#### [Exercise instructions]
Please quote the entries below verbatim, from their first line through the line that contains "top-left (124, 346), bottom-right (336, 507)", including both ends. Leave the pictures out of your answer.

#### [Data]
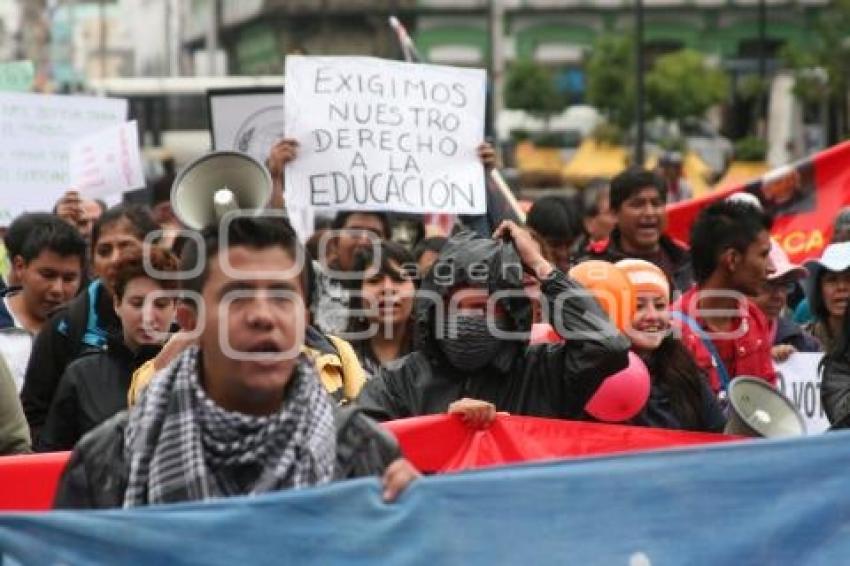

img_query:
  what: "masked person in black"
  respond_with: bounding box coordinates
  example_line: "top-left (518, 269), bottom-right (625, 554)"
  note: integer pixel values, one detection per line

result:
top-left (358, 221), bottom-right (629, 420)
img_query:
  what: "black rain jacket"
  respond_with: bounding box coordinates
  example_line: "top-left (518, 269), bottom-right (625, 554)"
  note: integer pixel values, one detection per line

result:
top-left (357, 233), bottom-right (629, 420)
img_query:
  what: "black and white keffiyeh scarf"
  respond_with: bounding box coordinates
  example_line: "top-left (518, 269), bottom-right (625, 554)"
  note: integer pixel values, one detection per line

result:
top-left (124, 346), bottom-right (336, 507)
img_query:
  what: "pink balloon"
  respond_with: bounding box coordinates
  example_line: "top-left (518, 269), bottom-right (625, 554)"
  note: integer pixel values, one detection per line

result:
top-left (584, 351), bottom-right (650, 423)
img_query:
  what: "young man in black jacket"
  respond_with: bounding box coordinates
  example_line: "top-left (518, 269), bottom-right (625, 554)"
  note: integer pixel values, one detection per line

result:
top-left (55, 217), bottom-right (418, 508)
top-left (36, 247), bottom-right (178, 452)
top-left (574, 167), bottom-right (694, 295)
top-left (357, 221), bottom-right (629, 420)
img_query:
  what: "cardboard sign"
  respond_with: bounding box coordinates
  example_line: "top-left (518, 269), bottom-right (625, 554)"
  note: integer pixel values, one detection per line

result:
top-left (0, 61), bottom-right (35, 92)
top-left (284, 55), bottom-right (486, 214)
top-left (0, 93), bottom-right (127, 226)
top-left (774, 352), bottom-right (830, 434)
top-left (69, 120), bottom-right (145, 198)
top-left (207, 87), bottom-right (283, 163)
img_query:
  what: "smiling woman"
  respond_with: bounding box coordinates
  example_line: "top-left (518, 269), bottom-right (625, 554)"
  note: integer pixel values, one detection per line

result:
top-left (617, 259), bottom-right (725, 432)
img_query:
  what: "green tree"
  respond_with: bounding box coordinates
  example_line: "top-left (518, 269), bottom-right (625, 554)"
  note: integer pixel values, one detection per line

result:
top-left (646, 49), bottom-right (729, 120)
top-left (586, 36), bottom-right (635, 129)
top-left (505, 59), bottom-right (565, 130)
top-left (782, 0), bottom-right (850, 143)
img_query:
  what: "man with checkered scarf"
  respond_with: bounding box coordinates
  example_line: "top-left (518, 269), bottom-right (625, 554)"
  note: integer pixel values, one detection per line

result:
top-left (55, 217), bottom-right (418, 508)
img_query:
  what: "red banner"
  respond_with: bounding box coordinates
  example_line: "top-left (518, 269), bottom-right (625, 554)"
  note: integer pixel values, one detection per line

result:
top-left (667, 142), bottom-right (850, 263)
top-left (384, 415), bottom-right (738, 472)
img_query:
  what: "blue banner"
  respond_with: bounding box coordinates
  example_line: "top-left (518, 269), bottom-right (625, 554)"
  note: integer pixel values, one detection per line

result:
top-left (0, 433), bottom-right (850, 566)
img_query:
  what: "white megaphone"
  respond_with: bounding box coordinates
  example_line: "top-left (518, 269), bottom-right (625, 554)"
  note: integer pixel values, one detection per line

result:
top-left (724, 376), bottom-right (806, 438)
top-left (171, 151), bottom-right (272, 230)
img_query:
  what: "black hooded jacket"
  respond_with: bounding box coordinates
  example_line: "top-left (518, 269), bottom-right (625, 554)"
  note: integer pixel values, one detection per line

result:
top-left (35, 339), bottom-right (161, 452)
top-left (357, 233), bottom-right (629, 420)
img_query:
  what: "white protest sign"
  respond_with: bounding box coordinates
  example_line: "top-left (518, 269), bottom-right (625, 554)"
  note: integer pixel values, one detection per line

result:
top-left (69, 120), bottom-right (145, 198)
top-left (207, 87), bottom-right (283, 163)
top-left (0, 93), bottom-right (127, 226)
top-left (284, 55), bottom-right (486, 214)
top-left (774, 352), bottom-right (830, 434)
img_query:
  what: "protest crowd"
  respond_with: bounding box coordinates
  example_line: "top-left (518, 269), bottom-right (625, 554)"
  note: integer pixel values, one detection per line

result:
top-left (0, 53), bottom-right (850, 532)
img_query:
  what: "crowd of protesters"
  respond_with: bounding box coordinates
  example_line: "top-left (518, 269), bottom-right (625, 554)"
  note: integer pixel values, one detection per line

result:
top-left (0, 131), bottom-right (850, 508)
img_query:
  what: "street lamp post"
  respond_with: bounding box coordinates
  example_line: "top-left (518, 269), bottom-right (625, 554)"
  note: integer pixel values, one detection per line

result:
top-left (635, 0), bottom-right (645, 167)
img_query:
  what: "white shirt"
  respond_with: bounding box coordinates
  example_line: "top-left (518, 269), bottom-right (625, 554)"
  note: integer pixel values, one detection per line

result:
top-left (0, 297), bottom-right (34, 393)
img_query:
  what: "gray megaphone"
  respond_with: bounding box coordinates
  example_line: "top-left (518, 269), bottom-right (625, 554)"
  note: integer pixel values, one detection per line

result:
top-left (724, 376), bottom-right (806, 438)
top-left (171, 151), bottom-right (272, 230)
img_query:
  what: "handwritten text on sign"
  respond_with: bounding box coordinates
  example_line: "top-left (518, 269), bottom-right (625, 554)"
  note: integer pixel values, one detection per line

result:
top-left (0, 93), bottom-right (127, 225)
top-left (776, 352), bottom-right (829, 434)
top-left (70, 120), bottom-right (145, 198)
top-left (284, 56), bottom-right (485, 214)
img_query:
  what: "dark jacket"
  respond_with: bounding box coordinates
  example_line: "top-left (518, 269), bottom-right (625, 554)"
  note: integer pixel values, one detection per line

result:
top-left (773, 317), bottom-right (821, 352)
top-left (573, 228), bottom-right (694, 293)
top-left (820, 354), bottom-right (850, 428)
top-left (36, 342), bottom-right (160, 452)
top-left (357, 231), bottom-right (629, 420)
top-left (53, 406), bottom-right (401, 509)
top-left (21, 281), bottom-right (121, 444)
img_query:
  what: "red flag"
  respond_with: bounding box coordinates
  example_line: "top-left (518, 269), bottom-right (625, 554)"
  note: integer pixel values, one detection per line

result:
top-left (667, 142), bottom-right (850, 263)
top-left (384, 415), bottom-right (738, 472)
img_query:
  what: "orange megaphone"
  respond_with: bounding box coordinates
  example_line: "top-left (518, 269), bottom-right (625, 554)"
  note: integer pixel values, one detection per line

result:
top-left (569, 259), bottom-right (637, 331)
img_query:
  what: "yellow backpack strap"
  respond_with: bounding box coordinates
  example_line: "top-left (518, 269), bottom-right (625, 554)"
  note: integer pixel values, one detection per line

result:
top-left (127, 359), bottom-right (156, 407)
top-left (326, 334), bottom-right (366, 402)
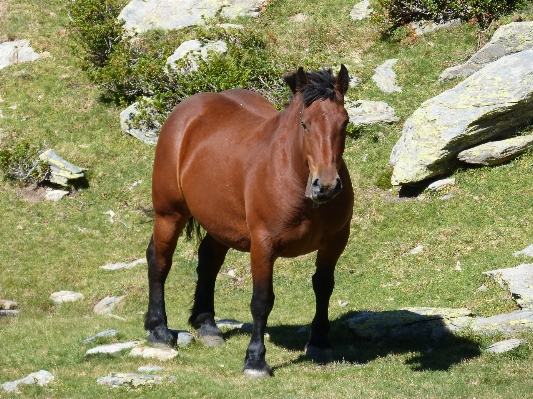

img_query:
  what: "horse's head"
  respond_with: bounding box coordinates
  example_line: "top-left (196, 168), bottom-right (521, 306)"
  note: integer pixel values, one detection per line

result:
top-left (284, 65), bottom-right (349, 204)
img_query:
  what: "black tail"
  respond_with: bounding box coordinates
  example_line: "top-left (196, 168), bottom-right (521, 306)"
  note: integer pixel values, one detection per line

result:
top-left (185, 216), bottom-right (205, 246)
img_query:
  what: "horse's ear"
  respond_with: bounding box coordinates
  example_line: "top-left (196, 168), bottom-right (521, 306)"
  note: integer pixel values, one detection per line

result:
top-left (335, 64), bottom-right (350, 95)
top-left (283, 67), bottom-right (308, 94)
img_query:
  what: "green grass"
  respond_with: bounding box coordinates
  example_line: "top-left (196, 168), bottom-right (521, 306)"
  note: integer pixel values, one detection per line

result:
top-left (0, 0), bottom-right (533, 398)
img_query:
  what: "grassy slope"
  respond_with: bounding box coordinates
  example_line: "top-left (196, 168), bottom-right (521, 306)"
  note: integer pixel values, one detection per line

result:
top-left (0, 0), bottom-right (533, 398)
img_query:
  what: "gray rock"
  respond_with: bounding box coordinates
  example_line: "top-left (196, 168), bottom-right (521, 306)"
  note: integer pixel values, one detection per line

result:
top-left (100, 258), bottom-right (146, 270)
top-left (350, 0), bottom-right (374, 21)
top-left (0, 39), bottom-right (41, 69)
top-left (457, 134), bottom-right (533, 165)
top-left (483, 263), bottom-right (533, 310)
top-left (81, 330), bottom-right (119, 344)
top-left (137, 366), bottom-right (163, 373)
top-left (50, 291), bottom-right (84, 305)
top-left (93, 295), bottom-right (125, 315)
top-left (428, 178), bottom-right (455, 191)
top-left (439, 21), bottom-right (533, 81)
top-left (120, 102), bottom-right (161, 145)
top-left (39, 149), bottom-right (85, 186)
top-left (44, 190), bottom-right (69, 201)
top-left (409, 18), bottom-right (461, 36)
top-left (513, 244), bottom-right (533, 256)
top-left (2, 370), bottom-right (55, 392)
top-left (85, 341), bottom-right (139, 356)
top-left (372, 58), bottom-right (402, 93)
top-left (130, 346), bottom-right (178, 362)
top-left (0, 299), bottom-right (18, 310)
top-left (96, 373), bottom-right (165, 388)
top-left (485, 338), bottom-right (527, 353)
top-left (390, 50), bottom-right (533, 185)
top-left (346, 100), bottom-right (400, 126)
top-left (118, 0), bottom-right (265, 33)
top-left (166, 40), bottom-right (228, 74)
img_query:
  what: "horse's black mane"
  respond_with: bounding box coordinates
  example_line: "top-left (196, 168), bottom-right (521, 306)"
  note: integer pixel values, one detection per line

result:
top-left (301, 69), bottom-right (337, 107)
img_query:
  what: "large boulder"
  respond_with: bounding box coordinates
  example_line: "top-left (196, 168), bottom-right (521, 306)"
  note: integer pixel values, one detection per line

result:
top-left (390, 50), bottom-right (533, 185)
top-left (118, 0), bottom-right (265, 33)
top-left (439, 21), bottom-right (533, 81)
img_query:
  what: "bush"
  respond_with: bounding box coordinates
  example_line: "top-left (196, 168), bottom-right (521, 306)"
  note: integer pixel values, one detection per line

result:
top-left (373, 0), bottom-right (523, 27)
top-left (0, 141), bottom-right (50, 183)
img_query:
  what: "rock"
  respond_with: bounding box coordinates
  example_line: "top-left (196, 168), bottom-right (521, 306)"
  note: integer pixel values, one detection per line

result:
top-left (2, 370), bottom-right (54, 392)
top-left (166, 40), bottom-right (228, 74)
top-left (390, 50), bottom-right (533, 185)
top-left (346, 100), bottom-right (400, 126)
top-left (39, 149), bottom-right (85, 186)
top-left (470, 309), bottom-right (533, 334)
top-left (44, 190), bottom-right (69, 201)
top-left (120, 102), bottom-right (157, 145)
top-left (428, 178), bottom-right (455, 191)
top-left (409, 18), bottom-right (461, 36)
top-left (0, 299), bottom-right (18, 310)
top-left (81, 330), bottom-right (119, 344)
top-left (439, 21), bottom-right (533, 81)
top-left (350, 0), bottom-right (374, 21)
top-left (85, 341), bottom-right (139, 356)
top-left (130, 346), bottom-right (178, 362)
top-left (118, 0), bottom-right (265, 33)
top-left (485, 338), bottom-right (527, 353)
top-left (93, 295), bottom-right (126, 315)
top-left (483, 263), bottom-right (533, 310)
top-left (513, 244), bottom-right (533, 256)
top-left (372, 58), bottom-right (402, 93)
top-left (50, 291), bottom-right (84, 305)
top-left (0, 39), bottom-right (41, 69)
top-left (100, 258), bottom-right (146, 270)
top-left (457, 134), bottom-right (533, 165)
top-left (96, 373), bottom-right (164, 388)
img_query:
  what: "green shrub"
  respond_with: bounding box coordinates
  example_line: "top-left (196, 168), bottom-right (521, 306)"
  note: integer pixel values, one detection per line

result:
top-left (373, 0), bottom-right (524, 27)
top-left (0, 141), bottom-right (50, 183)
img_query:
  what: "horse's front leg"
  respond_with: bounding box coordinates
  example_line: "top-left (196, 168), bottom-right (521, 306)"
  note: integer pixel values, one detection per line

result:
top-left (243, 236), bottom-right (275, 378)
top-left (305, 226), bottom-right (350, 363)
top-left (144, 214), bottom-right (187, 345)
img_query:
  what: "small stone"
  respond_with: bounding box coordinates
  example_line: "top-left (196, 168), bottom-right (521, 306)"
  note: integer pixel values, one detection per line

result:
top-left (81, 330), bottom-right (119, 344)
top-left (485, 339), bottom-right (527, 353)
top-left (50, 291), bottom-right (84, 305)
top-left (130, 346), bottom-right (178, 362)
top-left (85, 341), bottom-right (139, 356)
top-left (100, 258), bottom-right (146, 270)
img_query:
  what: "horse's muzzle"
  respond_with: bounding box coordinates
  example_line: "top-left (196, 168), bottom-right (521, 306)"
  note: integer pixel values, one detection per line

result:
top-left (310, 176), bottom-right (342, 204)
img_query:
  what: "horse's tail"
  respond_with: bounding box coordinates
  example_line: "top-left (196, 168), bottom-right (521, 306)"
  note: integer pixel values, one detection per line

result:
top-left (185, 216), bottom-right (204, 245)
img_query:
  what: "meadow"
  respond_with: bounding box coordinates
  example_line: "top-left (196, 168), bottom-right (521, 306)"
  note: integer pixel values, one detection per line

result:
top-left (0, 0), bottom-right (533, 399)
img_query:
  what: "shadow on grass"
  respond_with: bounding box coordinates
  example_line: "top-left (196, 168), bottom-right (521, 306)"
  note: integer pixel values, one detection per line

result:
top-left (267, 310), bottom-right (481, 371)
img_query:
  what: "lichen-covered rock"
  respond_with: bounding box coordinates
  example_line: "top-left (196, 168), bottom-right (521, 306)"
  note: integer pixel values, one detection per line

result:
top-left (439, 21), bottom-right (533, 81)
top-left (457, 134), bottom-right (533, 165)
top-left (118, 0), bottom-right (265, 33)
top-left (390, 50), bottom-right (533, 185)
top-left (483, 263), bottom-right (533, 310)
top-left (346, 100), bottom-right (400, 126)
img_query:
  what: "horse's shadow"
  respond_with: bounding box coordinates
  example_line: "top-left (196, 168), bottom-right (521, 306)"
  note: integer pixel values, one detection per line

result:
top-left (229, 310), bottom-right (481, 371)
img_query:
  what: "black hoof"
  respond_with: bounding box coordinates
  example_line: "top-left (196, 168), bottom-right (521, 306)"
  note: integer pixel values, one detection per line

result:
top-left (146, 327), bottom-right (177, 346)
top-left (305, 345), bottom-right (333, 363)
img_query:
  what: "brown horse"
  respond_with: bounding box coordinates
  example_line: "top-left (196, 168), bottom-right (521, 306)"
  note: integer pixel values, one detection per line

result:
top-left (145, 65), bottom-right (353, 377)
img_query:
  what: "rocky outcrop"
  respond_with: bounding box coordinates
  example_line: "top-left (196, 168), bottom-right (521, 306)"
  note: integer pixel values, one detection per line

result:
top-left (118, 0), bottom-right (265, 33)
top-left (390, 50), bottom-right (533, 185)
top-left (439, 21), bottom-right (533, 81)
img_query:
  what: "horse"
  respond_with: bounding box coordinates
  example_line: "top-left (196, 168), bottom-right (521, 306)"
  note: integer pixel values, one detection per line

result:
top-left (144, 65), bottom-right (354, 378)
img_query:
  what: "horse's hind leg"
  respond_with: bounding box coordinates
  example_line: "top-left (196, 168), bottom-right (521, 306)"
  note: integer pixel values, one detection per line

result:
top-left (305, 226), bottom-right (350, 363)
top-left (189, 234), bottom-right (229, 346)
top-left (144, 213), bottom-right (188, 345)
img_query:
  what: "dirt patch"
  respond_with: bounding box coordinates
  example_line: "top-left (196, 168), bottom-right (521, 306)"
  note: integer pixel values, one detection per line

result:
top-left (17, 184), bottom-right (46, 204)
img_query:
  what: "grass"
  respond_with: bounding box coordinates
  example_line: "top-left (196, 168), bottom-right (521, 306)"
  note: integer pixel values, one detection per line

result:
top-left (0, 0), bottom-right (533, 398)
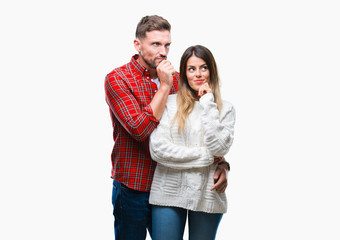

#### [Response]
img_query:
  what: "masked person in black"
  respond_with: bounding box coordinates
  example_line: "top-left (518, 269), bottom-right (625, 554)"
  note: integer pixel values, one detection per line

result:
top-left (358, 221), bottom-right (629, 420)
img_query:
  what: "black rain jacket"
  respond_with: bounding box coordinates
  example_line: "top-left (518, 269), bottom-right (625, 554)"
  note: integer pixel values, one detection per line

result:
top-left (357, 233), bottom-right (629, 420)
img_query:
  what: "black and white keffiyeh scarf"
  respond_with: bounding box coordinates
  example_line: "top-left (518, 269), bottom-right (625, 554)"
  note: integer pixel values, one detection per line

result:
top-left (124, 346), bottom-right (336, 507)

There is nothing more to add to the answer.